◆ **AIM A**
Reproduce the passage of the urban design article that opens with the words containing "A few years" and closes with "minds at ease.", switching "planning board" to "zoning board".
◆ **AIM B**
Continue the urban design article from the point at which it stops.

Want Better Urban Design? Ask an Ecologist

vernal pools study site plans
Graphic: Alexander Felson
After funding a $36,000 ecological study to clarify amphibian migration patterns, the developer of a 500-hectare housing development in Tuxedo, N.Y.  altered the original project (top), moving houses away from critical migration routes and using rain gardens instead of lawns to minimize overland stormwater flow and ensure groundwater recharge.
A few years ago, Alexander Felson was working as a design and ecological consultant on a housing development in suburban New York when he made a suggestion that raised the developer’s eyebrows.
 
Faced with a local planning board that had concerns about the potential environmental effects on nearby vernal pools and amphibian populations, Felson, now an assistant professor at the Yale School of Forestry & Environmental Studies and the Yale School of Architecture, urged the developer to spend $36,000 on a scientific study that would put their minds at ease.
 
He took some convincing, but the developer paid for the study, which addressed the local planners’ concerns and led to additional applied research, which yielded a final project that was more ecologically responsible, moving the homes away from amphibian migration routes, while preserving the number of housing units.
 
The project is one of four cases studies Felson cites in a new Frontiers in Ecology and the Environment article, in which he makes the case that ecologists should become more involved in the design and implementation of urban development projects.
 
“When you build and modify the land, you’re modifying the ecological function and the viability of that ecosystem and the biodiversity associated with it,” Felson says. “And while the regulatory system addresses the relationship between developers and land use change to a degree, they fall short of translating ecological knowledge to practice. Ecologists have very little role in the decision-making process.”

Extracted records:
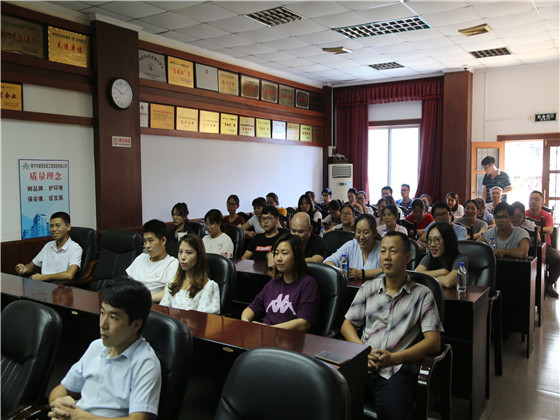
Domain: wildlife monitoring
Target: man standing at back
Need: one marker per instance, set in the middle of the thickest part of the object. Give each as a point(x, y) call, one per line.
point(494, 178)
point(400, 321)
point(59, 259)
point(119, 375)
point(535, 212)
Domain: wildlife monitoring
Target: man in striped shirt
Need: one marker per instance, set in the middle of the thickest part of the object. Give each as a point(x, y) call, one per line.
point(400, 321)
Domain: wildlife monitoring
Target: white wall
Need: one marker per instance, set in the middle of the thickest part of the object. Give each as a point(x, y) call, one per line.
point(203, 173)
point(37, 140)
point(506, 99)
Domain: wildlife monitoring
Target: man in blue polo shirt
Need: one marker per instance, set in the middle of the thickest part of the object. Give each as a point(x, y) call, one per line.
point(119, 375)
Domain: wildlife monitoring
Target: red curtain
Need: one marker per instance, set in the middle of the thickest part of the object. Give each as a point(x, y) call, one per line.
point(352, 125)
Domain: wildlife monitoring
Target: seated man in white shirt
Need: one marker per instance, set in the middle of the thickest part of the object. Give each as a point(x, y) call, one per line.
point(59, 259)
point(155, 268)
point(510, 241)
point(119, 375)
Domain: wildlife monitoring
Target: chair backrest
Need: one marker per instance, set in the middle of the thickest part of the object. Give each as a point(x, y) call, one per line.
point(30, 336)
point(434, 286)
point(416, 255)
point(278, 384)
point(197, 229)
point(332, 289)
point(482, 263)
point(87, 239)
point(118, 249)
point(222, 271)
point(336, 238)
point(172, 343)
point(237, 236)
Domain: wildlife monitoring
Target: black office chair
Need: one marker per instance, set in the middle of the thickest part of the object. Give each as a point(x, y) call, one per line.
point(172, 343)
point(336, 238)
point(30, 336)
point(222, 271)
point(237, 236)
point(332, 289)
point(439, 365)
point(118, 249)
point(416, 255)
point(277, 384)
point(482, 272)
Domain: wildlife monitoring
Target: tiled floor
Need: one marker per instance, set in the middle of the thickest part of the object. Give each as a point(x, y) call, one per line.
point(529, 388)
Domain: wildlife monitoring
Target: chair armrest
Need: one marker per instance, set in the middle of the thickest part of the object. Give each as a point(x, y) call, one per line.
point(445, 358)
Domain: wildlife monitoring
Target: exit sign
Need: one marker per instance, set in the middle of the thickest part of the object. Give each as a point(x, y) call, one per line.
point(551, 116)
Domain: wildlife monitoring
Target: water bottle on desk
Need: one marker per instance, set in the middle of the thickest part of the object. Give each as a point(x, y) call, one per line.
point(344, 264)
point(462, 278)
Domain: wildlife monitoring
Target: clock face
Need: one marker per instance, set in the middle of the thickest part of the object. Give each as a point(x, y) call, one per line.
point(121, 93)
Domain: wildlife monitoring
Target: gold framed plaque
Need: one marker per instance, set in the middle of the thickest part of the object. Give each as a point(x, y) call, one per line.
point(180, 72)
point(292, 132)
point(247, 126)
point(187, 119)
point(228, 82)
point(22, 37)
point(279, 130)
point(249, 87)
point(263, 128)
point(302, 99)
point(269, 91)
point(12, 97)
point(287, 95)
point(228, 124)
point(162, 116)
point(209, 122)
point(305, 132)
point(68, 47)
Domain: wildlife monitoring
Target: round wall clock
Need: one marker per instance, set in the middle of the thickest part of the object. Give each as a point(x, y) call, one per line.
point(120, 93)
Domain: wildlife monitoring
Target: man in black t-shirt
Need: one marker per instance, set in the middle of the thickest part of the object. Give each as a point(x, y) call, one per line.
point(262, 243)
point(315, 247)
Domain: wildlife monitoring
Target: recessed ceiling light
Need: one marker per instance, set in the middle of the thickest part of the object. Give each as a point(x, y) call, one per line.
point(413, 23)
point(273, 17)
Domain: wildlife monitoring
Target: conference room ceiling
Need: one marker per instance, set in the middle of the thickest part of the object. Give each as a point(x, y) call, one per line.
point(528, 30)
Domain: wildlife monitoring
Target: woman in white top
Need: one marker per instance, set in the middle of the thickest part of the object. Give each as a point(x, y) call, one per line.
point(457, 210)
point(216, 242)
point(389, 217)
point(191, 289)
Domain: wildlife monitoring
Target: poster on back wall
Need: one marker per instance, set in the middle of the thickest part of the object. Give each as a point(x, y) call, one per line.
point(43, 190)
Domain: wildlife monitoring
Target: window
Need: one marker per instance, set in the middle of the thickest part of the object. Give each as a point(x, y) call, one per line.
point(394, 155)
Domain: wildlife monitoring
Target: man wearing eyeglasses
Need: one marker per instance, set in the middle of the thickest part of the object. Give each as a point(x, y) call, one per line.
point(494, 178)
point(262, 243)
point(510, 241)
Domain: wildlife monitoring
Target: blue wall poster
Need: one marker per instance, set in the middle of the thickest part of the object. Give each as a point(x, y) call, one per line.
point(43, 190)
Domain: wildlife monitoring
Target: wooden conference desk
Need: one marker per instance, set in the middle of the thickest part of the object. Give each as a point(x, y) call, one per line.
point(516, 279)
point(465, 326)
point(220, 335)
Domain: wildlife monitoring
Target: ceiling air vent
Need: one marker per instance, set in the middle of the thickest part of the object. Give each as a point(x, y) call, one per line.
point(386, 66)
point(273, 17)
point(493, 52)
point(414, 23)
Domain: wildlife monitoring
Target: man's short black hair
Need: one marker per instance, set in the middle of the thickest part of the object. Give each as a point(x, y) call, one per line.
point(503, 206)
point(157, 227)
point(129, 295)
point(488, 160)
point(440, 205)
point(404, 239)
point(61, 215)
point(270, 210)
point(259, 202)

◆ **EXPECTED ANSWER A**
A few years ago, Alexander Felson was working as a design and ecological consultant on a housing development in suburban New York when he made a suggestion that raised the developer’s eyebrows.
 
Faced with a local zoning board that had concerns about the potential environmental effects on nearby vernal pools and amphibian populations, Felson, now an assistant professor at the Yale School of Forestry & Environmental Studies and the Yale School of Architecture, urged the developer to spend $36,000 on a scientific study that would put their minds at ease.

◆ **EXPECTED ANSWER B**
While the regulatory system addresses the relationship between developers and land use change to a degree... ecologists have very little role in the decision-making process.
— Alexander Felson
He suggests that ecologists can take a more proactive part through so-called “designed experiments,” or projects that incorporate ecological research into traditional design and construction, a framework he says should aim to improve individual projects but also reveal greater insights into urban design.
 
“We’re proposing sustainable urbanism, but we don’t have data and information for what is functioning well and what is functioning poorly,” he said. “We’re at a stage where we need more experimentation and analysis to guide some of our decisions rather than simply implementing based on existing knowledge and practice.”
 
He concedes that many scientists might not be comfortable with the idea. But with a surge in urban development expected to continue over the next several generations, he suggests that ecologists can provide valuable input both through translating existing knowledge to inform decisions and through experimentation as means to guide and transform development in sustainable ways.
 
The article, “Promoting Earth Stewardship Through Urban Design Experiments,” which appears in the current issue of Frontiers in Ecology and the Environment, was co-authored by Mark A. Bradford and Timothy Terway, also of the Yale School of Forestry & Environmental Studies.
 
Felson, Alexander J., Mark A. Bradford, and Timothy Terway. “Promoting Earth Stewardship Through Urban Design Experiments.” Frontiers of Ecology and the Environment (2013)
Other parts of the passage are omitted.